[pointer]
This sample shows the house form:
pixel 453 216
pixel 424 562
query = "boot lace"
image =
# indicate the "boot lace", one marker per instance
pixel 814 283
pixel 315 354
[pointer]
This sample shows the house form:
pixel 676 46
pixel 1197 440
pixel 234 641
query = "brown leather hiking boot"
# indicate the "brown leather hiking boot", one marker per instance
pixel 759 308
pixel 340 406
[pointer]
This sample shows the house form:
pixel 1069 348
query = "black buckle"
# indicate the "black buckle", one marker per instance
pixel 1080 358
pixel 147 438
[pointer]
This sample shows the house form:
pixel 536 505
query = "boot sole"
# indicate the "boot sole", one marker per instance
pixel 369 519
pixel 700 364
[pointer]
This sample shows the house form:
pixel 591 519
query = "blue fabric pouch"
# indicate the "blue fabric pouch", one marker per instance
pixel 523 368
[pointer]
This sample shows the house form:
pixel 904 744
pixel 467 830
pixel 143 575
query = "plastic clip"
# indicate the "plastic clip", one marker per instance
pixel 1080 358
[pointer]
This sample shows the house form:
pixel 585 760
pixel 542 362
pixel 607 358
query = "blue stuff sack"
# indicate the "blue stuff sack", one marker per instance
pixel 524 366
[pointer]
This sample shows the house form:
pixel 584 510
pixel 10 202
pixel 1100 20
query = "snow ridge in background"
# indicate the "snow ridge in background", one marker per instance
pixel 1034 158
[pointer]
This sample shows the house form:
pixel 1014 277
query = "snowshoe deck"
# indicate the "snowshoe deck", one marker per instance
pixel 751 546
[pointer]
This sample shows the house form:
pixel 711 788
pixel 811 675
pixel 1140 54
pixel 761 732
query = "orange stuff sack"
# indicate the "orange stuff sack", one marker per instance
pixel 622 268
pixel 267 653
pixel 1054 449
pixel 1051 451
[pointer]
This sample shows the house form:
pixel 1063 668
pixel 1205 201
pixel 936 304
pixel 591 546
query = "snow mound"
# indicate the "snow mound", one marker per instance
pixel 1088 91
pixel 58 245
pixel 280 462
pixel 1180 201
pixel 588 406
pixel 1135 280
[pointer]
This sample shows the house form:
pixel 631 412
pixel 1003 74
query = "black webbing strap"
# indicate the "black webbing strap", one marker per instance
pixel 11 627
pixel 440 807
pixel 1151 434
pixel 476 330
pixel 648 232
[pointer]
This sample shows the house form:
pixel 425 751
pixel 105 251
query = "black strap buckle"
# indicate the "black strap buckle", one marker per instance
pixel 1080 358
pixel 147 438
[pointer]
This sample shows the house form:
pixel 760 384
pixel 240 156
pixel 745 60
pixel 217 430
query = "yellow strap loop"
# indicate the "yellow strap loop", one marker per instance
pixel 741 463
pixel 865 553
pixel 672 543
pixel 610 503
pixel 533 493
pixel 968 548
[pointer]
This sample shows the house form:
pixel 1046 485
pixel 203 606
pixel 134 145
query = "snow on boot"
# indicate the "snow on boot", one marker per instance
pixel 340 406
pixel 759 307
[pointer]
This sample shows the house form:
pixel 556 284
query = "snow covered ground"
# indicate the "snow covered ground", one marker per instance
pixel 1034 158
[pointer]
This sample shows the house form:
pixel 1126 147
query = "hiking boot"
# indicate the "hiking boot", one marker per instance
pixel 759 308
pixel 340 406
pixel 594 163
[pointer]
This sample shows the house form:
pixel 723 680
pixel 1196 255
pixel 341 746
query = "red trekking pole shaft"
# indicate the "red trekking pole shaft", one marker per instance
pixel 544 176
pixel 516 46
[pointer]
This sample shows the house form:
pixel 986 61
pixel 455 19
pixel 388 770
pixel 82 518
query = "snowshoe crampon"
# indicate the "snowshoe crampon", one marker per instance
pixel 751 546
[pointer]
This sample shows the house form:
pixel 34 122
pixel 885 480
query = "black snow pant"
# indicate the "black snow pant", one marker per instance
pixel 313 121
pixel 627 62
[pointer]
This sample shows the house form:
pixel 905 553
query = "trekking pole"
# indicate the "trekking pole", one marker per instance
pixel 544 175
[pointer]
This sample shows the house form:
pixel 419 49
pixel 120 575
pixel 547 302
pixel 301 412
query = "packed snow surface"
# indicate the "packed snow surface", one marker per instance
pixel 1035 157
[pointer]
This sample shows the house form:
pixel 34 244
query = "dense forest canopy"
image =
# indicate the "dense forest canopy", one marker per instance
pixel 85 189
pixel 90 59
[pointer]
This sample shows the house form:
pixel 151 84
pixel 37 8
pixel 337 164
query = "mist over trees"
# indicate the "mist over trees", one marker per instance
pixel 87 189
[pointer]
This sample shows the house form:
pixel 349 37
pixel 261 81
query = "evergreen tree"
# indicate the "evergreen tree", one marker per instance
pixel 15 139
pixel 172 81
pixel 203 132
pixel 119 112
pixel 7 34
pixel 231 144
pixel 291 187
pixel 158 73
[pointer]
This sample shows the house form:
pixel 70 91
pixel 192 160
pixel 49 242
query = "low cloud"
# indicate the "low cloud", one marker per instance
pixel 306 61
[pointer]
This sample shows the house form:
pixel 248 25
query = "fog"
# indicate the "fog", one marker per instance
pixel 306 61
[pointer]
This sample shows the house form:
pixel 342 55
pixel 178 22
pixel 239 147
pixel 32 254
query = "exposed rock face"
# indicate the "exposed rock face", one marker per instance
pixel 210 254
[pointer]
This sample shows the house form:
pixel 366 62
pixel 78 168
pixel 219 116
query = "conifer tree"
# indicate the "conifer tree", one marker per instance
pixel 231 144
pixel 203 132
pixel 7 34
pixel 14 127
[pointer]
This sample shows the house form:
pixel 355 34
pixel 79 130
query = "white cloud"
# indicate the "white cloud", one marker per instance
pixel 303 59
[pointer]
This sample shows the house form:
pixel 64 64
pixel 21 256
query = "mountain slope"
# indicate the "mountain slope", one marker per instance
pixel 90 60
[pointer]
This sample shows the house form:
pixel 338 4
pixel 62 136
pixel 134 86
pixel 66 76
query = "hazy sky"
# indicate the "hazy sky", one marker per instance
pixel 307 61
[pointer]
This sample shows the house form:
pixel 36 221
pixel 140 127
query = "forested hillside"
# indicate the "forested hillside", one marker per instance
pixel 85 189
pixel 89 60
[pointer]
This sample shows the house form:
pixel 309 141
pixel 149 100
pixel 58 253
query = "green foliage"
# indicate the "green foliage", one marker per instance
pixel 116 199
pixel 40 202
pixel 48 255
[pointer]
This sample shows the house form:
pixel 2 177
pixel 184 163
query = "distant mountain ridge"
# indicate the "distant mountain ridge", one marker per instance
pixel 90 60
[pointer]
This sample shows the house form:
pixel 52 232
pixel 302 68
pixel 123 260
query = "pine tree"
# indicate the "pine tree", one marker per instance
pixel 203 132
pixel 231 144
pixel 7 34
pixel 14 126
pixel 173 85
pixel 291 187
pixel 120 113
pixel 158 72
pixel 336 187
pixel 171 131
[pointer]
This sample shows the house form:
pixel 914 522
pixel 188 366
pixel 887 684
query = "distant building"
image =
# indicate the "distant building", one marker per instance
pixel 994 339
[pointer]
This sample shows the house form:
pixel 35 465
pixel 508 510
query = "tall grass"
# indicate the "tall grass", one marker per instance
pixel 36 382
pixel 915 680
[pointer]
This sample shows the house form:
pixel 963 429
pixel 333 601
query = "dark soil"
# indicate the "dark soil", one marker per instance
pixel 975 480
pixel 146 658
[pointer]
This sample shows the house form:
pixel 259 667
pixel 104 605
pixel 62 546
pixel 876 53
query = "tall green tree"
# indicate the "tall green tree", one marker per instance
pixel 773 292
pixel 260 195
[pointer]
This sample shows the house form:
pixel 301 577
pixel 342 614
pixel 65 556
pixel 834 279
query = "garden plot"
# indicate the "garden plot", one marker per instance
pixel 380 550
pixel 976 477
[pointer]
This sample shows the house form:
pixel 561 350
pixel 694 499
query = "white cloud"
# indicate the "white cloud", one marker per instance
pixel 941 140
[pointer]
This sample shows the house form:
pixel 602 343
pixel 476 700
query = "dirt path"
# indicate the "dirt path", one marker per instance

§ Work order
Provide a count of the lines in the data above that include the word "dirt", stating the number alone.

§ Answer box
2